Brief:
Count the lines in the records below that contain the string "lamp". Case counts, and your reply should be only the number.

Data extract:

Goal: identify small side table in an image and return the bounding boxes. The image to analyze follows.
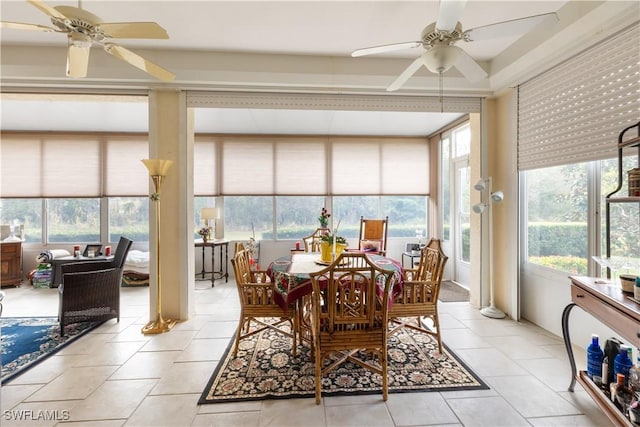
[195,239,229,287]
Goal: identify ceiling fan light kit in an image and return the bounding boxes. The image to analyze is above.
[0,0,175,81]
[351,0,558,93]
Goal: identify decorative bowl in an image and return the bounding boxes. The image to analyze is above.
[620,274,637,293]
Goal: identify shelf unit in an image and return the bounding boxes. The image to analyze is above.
[605,122,640,278]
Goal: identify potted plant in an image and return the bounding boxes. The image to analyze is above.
[320,233,347,263]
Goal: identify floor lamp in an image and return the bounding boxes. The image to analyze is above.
[472,177,506,319]
[142,159,177,335]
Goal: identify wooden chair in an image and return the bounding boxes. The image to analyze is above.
[231,249,297,356]
[302,228,331,252]
[358,216,389,255]
[389,239,448,353]
[310,252,393,404]
[58,237,133,336]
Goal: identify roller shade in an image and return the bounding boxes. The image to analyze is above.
[518,24,640,170]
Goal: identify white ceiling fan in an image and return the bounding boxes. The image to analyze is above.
[0,0,175,81]
[351,0,558,91]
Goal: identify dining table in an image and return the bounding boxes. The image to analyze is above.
[267,252,403,310]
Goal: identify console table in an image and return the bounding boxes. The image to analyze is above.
[562,276,640,426]
[195,239,229,287]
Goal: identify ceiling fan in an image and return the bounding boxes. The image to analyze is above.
[0,0,175,81]
[351,0,558,91]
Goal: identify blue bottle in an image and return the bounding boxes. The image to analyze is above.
[587,334,604,381]
[613,345,633,386]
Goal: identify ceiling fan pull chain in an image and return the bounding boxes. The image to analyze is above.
[438,72,444,113]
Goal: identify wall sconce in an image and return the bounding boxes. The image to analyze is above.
[142,159,177,335]
[471,177,506,319]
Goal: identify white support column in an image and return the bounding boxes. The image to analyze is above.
[148,90,195,320]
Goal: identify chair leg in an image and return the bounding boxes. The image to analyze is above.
[314,346,322,405]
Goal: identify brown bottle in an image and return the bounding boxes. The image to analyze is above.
[611,373,632,415]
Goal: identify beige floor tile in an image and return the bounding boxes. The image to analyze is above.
[125,394,198,427]
[140,330,196,351]
[150,361,218,394]
[456,348,527,377]
[387,393,458,426]
[70,380,155,421]
[325,399,394,427]
[176,338,230,362]
[191,411,260,427]
[487,375,580,418]
[26,366,117,402]
[259,398,330,427]
[447,397,530,427]
[109,351,180,380]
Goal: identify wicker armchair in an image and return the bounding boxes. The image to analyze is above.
[310,252,393,404]
[231,246,297,356]
[389,239,448,353]
[58,237,132,336]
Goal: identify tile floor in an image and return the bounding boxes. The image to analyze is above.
[0,280,611,427]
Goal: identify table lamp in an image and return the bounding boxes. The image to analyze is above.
[200,208,220,238]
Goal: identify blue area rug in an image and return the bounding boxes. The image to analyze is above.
[0,317,103,383]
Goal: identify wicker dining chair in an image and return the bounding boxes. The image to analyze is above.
[302,228,331,252]
[310,252,393,404]
[231,249,297,356]
[389,239,448,353]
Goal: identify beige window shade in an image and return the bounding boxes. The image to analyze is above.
[104,137,151,197]
[221,140,275,195]
[518,24,640,170]
[275,138,327,196]
[0,133,149,198]
[193,136,219,196]
[0,134,43,197]
[331,138,429,195]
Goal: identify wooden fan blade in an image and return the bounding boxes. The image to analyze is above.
[27,0,68,19]
[0,21,56,33]
[104,43,176,81]
[98,22,169,39]
[464,13,558,41]
[351,42,422,58]
[454,49,488,82]
[436,0,467,31]
[67,44,91,78]
[387,56,423,92]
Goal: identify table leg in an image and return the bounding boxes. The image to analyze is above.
[211,245,216,288]
[220,244,229,283]
[200,246,205,279]
[562,303,578,391]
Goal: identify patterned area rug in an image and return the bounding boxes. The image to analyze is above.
[198,329,488,404]
[0,317,103,384]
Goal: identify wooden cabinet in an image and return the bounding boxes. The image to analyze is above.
[0,242,22,286]
[562,276,640,426]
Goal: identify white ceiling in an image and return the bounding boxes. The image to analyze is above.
[0,0,638,135]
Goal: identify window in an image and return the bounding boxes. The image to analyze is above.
[224,196,274,240]
[276,196,324,240]
[108,197,149,242]
[0,199,42,243]
[525,163,589,274]
[46,199,100,243]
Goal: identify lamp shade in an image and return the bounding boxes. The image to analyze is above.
[473,179,487,191]
[471,203,487,213]
[142,159,173,176]
[491,191,504,202]
[200,208,220,220]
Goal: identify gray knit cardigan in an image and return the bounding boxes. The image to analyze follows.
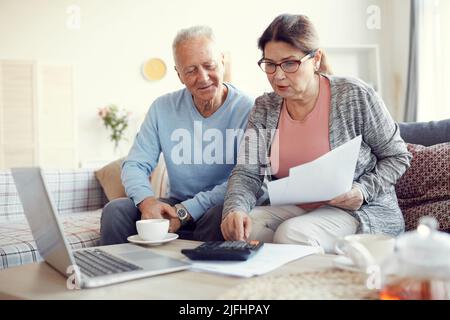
[223,76,412,235]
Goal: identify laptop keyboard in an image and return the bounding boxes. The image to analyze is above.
[73,249,142,277]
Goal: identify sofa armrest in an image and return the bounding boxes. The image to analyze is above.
[398,119,450,146]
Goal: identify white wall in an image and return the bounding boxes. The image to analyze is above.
[0,0,409,168]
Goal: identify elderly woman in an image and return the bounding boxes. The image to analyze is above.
[221,14,411,252]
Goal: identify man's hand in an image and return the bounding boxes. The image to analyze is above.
[220,211,252,241]
[138,197,178,221]
[327,187,364,210]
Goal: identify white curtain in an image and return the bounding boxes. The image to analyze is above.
[416,0,450,121]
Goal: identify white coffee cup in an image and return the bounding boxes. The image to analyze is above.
[336,234,395,267]
[136,219,169,241]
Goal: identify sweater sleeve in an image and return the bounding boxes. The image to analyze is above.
[222,107,268,218]
[354,88,412,203]
[121,102,161,206]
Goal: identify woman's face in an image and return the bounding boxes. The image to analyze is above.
[264,41,317,99]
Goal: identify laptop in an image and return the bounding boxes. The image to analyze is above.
[11,168,191,289]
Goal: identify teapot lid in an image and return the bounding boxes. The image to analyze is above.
[396,216,450,277]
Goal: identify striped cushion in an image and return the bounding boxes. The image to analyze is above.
[0,169,107,222]
[0,209,101,269]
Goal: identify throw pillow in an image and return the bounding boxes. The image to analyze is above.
[95,155,169,201]
[395,142,450,230]
[95,158,126,201]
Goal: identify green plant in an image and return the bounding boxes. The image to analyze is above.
[98,104,131,149]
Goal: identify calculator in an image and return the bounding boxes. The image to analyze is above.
[181,240,263,261]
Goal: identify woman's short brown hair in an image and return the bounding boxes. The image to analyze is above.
[258,14,331,74]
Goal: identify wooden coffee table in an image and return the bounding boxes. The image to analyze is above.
[0,240,334,300]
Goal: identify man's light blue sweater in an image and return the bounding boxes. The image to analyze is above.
[122,84,254,220]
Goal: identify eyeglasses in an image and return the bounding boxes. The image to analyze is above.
[258,50,317,74]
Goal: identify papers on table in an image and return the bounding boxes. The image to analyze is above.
[191,243,323,277]
[267,136,361,206]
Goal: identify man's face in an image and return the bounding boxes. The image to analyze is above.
[175,37,224,101]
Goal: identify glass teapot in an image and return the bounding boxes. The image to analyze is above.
[380,217,450,300]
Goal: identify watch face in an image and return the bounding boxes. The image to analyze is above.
[177,209,187,220]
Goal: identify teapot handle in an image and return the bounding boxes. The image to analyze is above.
[335,239,376,269]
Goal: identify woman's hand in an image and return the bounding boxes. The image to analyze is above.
[327,186,364,211]
[220,211,252,241]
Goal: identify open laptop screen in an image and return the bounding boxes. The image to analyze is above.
[11,168,75,276]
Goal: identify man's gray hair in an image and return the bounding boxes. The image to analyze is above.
[172,25,216,59]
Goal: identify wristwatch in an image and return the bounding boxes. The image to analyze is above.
[175,204,191,226]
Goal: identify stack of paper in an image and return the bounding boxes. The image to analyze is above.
[267,136,361,206]
[191,243,323,277]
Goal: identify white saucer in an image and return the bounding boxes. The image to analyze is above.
[333,256,365,272]
[127,233,178,245]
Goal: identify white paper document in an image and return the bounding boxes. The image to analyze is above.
[267,136,362,206]
[191,243,323,277]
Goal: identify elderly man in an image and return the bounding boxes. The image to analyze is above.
[101,26,254,245]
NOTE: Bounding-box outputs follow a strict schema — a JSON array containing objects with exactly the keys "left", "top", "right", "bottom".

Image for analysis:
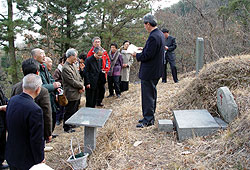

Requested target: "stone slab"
[
  {"left": 84, "top": 127, "right": 97, "bottom": 154},
  {"left": 158, "top": 119, "right": 174, "bottom": 132},
  {"left": 173, "top": 110, "right": 220, "bottom": 141},
  {"left": 214, "top": 117, "right": 228, "bottom": 130},
  {"left": 65, "top": 107, "right": 112, "bottom": 127},
  {"left": 217, "top": 87, "right": 238, "bottom": 123}
]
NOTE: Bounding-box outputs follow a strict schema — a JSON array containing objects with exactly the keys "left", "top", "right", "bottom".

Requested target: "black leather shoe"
[
  {"left": 138, "top": 119, "right": 144, "bottom": 123},
  {"left": 0, "top": 164, "right": 9, "bottom": 169},
  {"left": 52, "top": 134, "right": 58, "bottom": 138},
  {"left": 107, "top": 94, "right": 114, "bottom": 98},
  {"left": 96, "top": 103, "right": 104, "bottom": 107},
  {"left": 64, "top": 129, "right": 76, "bottom": 133},
  {"left": 136, "top": 121, "right": 154, "bottom": 128}
]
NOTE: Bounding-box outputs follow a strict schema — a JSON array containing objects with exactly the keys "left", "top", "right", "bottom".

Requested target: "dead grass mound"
[
  {"left": 171, "top": 55, "right": 250, "bottom": 115},
  {"left": 46, "top": 55, "right": 250, "bottom": 170}
]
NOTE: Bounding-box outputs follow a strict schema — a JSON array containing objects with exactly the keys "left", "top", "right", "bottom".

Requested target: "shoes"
[
  {"left": 138, "top": 119, "right": 144, "bottom": 123},
  {"left": 56, "top": 121, "right": 61, "bottom": 126},
  {"left": 96, "top": 103, "right": 104, "bottom": 107},
  {"left": 136, "top": 120, "right": 154, "bottom": 128},
  {"left": 107, "top": 94, "right": 114, "bottom": 98},
  {"left": 44, "top": 146, "right": 53, "bottom": 152},
  {"left": 52, "top": 134, "right": 58, "bottom": 138},
  {"left": 0, "top": 164, "right": 9, "bottom": 169},
  {"left": 64, "top": 129, "right": 76, "bottom": 133}
]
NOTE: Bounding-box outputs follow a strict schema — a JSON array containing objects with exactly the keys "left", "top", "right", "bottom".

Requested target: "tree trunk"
[{"left": 7, "top": 0, "right": 18, "bottom": 84}]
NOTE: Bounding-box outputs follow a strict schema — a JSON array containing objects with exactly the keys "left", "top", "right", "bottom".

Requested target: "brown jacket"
[
  {"left": 11, "top": 82, "right": 52, "bottom": 140},
  {"left": 62, "top": 61, "right": 83, "bottom": 101}
]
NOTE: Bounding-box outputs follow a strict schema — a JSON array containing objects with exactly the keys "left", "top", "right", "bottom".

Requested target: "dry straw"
[{"left": 46, "top": 55, "right": 250, "bottom": 170}]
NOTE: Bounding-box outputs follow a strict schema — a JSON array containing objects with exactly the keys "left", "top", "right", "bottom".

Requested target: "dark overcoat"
[
  {"left": 136, "top": 28, "right": 165, "bottom": 80},
  {"left": 5, "top": 93, "right": 44, "bottom": 170}
]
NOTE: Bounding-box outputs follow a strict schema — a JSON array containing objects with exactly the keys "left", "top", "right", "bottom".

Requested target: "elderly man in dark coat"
[
  {"left": 132, "top": 15, "right": 165, "bottom": 128},
  {"left": 83, "top": 47, "right": 103, "bottom": 108},
  {"left": 5, "top": 74, "right": 45, "bottom": 170},
  {"left": 11, "top": 58, "right": 52, "bottom": 142},
  {"left": 62, "top": 48, "right": 85, "bottom": 133},
  {"left": 0, "top": 86, "right": 9, "bottom": 170},
  {"left": 162, "top": 29, "right": 178, "bottom": 83}
]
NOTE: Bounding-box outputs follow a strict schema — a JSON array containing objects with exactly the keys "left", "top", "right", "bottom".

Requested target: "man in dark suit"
[
  {"left": 0, "top": 86, "right": 9, "bottom": 170},
  {"left": 31, "top": 48, "right": 61, "bottom": 132},
  {"left": 62, "top": 48, "right": 85, "bottom": 133},
  {"left": 5, "top": 74, "right": 44, "bottom": 170},
  {"left": 83, "top": 47, "right": 103, "bottom": 108},
  {"left": 162, "top": 29, "right": 178, "bottom": 83},
  {"left": 132, "top": 14, "right": 165, "bottom": 128},
  {"left": 11, "top": 58, "right": 52, "bottom": 142}
]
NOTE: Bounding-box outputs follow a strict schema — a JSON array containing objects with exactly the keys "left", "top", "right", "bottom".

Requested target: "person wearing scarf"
[{"left": 108, "top": 43, "right": 123, "bottom": 97}]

Answer to this exercise:
3